▸ **WHAT THE TASK ASKS**:
Reproduce the material below without any changes, from its first line through the line that contains "[[174, 156], [255, 313], [55, 114], [277, 196]]", including both of those lines.

***

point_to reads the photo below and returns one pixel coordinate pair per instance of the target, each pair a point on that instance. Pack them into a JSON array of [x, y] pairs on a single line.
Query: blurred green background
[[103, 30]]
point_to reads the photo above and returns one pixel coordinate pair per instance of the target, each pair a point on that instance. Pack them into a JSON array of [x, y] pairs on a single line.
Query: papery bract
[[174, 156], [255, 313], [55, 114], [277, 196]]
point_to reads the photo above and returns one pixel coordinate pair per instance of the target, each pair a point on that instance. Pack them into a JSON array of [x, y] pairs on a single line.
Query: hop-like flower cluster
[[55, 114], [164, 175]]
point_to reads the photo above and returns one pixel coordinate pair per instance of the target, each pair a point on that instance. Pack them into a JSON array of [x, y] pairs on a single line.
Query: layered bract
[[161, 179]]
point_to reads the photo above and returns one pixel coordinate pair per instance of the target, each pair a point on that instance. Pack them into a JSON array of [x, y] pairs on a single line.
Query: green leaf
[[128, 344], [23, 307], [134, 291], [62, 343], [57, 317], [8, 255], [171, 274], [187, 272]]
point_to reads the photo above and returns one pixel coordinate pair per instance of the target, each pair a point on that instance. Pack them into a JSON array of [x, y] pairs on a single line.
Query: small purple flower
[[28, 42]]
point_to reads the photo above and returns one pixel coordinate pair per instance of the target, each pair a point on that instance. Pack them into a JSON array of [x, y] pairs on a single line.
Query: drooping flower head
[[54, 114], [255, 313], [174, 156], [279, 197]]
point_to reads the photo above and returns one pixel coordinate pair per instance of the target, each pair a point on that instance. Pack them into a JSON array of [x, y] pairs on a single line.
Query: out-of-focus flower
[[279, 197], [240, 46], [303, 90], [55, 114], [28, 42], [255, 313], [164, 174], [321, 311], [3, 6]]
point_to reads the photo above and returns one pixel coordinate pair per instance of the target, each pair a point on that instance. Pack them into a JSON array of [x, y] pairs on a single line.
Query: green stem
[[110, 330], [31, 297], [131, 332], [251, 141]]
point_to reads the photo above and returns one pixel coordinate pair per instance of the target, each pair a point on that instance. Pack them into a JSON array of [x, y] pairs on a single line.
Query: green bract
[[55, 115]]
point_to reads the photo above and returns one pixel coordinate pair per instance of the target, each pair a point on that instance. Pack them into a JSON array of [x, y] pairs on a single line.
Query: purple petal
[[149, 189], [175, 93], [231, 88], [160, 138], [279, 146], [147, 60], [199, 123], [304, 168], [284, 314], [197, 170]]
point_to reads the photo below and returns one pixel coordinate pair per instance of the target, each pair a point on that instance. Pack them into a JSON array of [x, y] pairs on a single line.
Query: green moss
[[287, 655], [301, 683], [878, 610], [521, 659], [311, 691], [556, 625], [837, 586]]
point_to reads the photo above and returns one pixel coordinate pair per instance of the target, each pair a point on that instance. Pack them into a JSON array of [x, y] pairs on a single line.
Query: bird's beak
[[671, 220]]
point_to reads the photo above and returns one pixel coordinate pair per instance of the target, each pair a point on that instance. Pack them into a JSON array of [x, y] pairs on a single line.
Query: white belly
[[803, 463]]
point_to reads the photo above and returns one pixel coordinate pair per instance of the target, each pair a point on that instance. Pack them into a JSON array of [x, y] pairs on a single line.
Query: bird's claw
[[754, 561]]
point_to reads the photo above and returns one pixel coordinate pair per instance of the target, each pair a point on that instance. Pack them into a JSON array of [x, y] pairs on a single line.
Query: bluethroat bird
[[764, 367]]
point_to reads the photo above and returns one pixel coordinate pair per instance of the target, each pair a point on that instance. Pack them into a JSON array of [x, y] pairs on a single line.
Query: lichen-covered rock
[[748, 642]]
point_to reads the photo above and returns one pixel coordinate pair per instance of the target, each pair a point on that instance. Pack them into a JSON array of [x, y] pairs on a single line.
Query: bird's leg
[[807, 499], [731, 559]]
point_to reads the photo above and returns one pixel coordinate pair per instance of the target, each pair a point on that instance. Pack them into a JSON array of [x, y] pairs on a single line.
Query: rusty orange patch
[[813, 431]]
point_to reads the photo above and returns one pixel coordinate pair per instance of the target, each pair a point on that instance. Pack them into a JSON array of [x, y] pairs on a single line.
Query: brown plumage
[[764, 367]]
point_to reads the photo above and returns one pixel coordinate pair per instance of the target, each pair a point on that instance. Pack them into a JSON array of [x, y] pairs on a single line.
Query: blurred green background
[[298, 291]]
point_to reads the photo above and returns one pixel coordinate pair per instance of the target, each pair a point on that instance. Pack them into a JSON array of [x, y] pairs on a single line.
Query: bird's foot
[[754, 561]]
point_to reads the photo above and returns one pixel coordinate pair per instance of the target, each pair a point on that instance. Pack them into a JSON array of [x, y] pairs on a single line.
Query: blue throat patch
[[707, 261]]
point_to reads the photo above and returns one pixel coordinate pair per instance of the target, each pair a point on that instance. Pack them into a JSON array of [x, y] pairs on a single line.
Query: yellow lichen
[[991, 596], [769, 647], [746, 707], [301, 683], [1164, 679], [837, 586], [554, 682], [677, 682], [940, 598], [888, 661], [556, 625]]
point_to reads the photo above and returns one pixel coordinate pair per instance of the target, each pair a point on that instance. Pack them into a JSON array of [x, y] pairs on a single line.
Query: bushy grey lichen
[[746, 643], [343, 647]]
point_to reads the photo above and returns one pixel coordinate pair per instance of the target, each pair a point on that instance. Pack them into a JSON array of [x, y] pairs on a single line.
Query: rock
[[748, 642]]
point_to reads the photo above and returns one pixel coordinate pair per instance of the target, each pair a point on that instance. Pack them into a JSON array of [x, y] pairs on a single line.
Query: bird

***

▸ **REPLY**:
point_to reads the photo below and returns one pixel coordinate pair per instance of the target, each pair a point on that instance. Pack them into a JSON array of [x, y] pairs on a single line.
Query: blurred green background
[[103, 30]]
point_to reads the photo above and returns one pixel coordinate pair per instance of the target, each pair a point on that instance. Pack them into a JSON array of [x, y] pairs on a single line.
Query: papery bract
[[174, 156], [255, 313], [55, 114], [277, 196]]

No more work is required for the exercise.